==== Task input
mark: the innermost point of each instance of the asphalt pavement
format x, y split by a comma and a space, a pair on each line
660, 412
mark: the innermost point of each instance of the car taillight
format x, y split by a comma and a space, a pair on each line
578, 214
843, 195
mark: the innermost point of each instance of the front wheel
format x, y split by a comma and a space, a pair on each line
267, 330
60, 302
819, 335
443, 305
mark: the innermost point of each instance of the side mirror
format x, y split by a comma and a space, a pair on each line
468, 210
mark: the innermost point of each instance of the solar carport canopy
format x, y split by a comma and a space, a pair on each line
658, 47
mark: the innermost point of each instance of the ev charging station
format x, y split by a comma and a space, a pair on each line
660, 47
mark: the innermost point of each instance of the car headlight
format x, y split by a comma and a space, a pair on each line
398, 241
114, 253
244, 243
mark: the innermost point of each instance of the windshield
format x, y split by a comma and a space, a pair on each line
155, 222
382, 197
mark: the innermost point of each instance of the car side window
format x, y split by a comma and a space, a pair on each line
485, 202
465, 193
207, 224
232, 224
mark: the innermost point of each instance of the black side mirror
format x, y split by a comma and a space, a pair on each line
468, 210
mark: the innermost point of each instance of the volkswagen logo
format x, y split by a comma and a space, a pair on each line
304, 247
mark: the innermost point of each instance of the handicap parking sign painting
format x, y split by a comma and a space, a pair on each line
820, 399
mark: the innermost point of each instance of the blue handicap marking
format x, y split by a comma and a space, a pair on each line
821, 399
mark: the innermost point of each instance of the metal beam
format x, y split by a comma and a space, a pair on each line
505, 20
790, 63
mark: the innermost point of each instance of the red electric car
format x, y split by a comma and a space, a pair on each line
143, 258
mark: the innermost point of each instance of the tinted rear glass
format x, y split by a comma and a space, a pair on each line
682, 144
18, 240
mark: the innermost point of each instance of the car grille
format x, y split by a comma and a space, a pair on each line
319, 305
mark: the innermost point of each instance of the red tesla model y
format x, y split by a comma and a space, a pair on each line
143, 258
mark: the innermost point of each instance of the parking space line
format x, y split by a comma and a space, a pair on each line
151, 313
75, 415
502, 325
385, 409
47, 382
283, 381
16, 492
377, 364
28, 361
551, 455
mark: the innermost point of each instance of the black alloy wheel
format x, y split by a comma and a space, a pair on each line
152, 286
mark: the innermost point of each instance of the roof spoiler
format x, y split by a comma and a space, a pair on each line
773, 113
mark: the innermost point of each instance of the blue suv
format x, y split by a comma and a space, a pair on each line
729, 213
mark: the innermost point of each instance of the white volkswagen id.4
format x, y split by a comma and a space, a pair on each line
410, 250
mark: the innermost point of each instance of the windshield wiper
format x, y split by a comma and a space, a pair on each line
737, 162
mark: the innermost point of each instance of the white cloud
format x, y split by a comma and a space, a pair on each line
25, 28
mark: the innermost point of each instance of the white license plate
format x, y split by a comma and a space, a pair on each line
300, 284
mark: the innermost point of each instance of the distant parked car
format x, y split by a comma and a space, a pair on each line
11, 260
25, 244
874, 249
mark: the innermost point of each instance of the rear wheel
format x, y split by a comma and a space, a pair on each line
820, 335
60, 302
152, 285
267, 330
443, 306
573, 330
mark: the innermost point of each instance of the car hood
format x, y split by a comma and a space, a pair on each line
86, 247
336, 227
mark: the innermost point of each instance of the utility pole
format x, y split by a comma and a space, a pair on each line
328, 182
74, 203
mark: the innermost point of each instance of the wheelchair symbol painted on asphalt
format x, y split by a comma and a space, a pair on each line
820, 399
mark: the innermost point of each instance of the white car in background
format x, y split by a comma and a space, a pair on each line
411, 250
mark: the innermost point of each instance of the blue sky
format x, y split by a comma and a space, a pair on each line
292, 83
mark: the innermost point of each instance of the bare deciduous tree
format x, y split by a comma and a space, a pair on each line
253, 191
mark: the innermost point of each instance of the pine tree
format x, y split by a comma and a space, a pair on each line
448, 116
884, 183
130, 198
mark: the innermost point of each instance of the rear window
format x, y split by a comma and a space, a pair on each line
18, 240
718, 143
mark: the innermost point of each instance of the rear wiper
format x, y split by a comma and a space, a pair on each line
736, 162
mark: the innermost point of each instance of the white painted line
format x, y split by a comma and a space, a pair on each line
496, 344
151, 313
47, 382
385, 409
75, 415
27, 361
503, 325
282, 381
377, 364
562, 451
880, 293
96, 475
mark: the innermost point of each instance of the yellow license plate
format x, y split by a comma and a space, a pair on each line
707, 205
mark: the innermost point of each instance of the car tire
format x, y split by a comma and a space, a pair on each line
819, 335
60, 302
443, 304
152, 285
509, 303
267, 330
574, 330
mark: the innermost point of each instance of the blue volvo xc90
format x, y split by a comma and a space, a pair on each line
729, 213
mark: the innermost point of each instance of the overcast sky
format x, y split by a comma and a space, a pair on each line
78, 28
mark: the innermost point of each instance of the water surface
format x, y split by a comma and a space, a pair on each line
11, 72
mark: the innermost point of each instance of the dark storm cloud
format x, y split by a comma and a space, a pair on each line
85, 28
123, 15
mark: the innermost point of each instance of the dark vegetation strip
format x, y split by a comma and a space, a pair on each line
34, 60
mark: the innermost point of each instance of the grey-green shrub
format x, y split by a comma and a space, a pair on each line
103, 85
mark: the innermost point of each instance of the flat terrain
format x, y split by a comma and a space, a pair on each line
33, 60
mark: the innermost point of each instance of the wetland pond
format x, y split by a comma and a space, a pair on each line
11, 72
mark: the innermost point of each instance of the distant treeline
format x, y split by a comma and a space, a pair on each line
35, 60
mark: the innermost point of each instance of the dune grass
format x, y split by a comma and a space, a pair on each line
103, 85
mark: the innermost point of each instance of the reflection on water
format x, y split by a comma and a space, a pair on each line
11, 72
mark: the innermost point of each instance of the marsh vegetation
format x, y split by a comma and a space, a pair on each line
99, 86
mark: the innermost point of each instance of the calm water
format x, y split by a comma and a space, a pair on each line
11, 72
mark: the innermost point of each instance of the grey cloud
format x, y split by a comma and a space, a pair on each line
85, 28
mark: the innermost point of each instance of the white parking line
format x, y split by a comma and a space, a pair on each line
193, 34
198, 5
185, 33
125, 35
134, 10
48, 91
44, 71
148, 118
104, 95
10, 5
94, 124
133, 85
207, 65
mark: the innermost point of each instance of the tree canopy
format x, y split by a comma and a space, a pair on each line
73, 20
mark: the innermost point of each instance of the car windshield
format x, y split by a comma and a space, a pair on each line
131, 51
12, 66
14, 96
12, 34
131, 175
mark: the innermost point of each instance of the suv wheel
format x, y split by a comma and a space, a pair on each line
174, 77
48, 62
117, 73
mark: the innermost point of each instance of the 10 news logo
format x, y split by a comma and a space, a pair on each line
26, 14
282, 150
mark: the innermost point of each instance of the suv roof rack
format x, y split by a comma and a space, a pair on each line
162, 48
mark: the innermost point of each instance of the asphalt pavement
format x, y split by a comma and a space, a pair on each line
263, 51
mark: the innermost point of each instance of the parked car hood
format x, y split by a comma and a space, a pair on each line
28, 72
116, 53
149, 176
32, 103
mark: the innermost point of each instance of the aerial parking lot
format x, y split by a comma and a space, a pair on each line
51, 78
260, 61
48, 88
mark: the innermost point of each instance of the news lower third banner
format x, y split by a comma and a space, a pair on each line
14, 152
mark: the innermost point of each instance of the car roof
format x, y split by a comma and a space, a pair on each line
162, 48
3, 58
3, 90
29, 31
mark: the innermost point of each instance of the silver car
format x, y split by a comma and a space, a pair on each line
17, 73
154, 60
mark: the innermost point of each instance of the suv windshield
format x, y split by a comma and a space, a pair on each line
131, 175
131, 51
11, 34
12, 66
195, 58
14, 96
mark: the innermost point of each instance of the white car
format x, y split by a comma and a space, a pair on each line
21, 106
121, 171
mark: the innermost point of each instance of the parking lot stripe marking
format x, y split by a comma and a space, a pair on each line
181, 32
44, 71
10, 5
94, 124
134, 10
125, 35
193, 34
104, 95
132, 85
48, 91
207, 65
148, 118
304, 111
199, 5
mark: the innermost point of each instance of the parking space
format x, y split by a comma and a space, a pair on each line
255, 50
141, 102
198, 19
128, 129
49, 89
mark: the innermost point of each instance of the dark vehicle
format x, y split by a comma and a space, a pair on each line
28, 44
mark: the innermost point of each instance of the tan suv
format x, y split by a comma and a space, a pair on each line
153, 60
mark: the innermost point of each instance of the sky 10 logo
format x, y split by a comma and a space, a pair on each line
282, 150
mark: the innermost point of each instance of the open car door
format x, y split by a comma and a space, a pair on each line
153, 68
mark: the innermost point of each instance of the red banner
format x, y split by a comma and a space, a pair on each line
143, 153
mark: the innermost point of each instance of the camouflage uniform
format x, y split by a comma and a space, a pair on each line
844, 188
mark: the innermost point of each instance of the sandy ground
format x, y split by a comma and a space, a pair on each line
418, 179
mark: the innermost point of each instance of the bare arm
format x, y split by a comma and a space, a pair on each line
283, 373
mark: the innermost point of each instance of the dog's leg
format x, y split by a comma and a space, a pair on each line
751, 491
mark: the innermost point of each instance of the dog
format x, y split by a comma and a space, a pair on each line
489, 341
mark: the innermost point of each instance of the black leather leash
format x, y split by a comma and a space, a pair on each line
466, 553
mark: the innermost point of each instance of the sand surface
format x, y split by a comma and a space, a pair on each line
========
→ **What you need to do**: Each line from the one containing "mark: the innermost point of each instance of the bare arm" to the end of the listing above should be copied exactly, and nothing else.

→ **Result**:
mark: the innermost point of each instance of the bare arm
format x, y split by a comma and a space, a pair on each line
283, 373
mark: the innermost point of each instance of the dog's leg
format x, y split by a comma and a space, a pair on each line
751, 491
mark: the innermost point of each instance of the dog
format x, y split by a comma and a space, a pair on each line
489, 341
mark: the innermost point of each instance of the black leather leash
format x, y split by a comma and a space, a pair on each line
466, 553
mark: the innermost point of each instance of the sand surface
format x, y split by a comma and a space, a pair on each line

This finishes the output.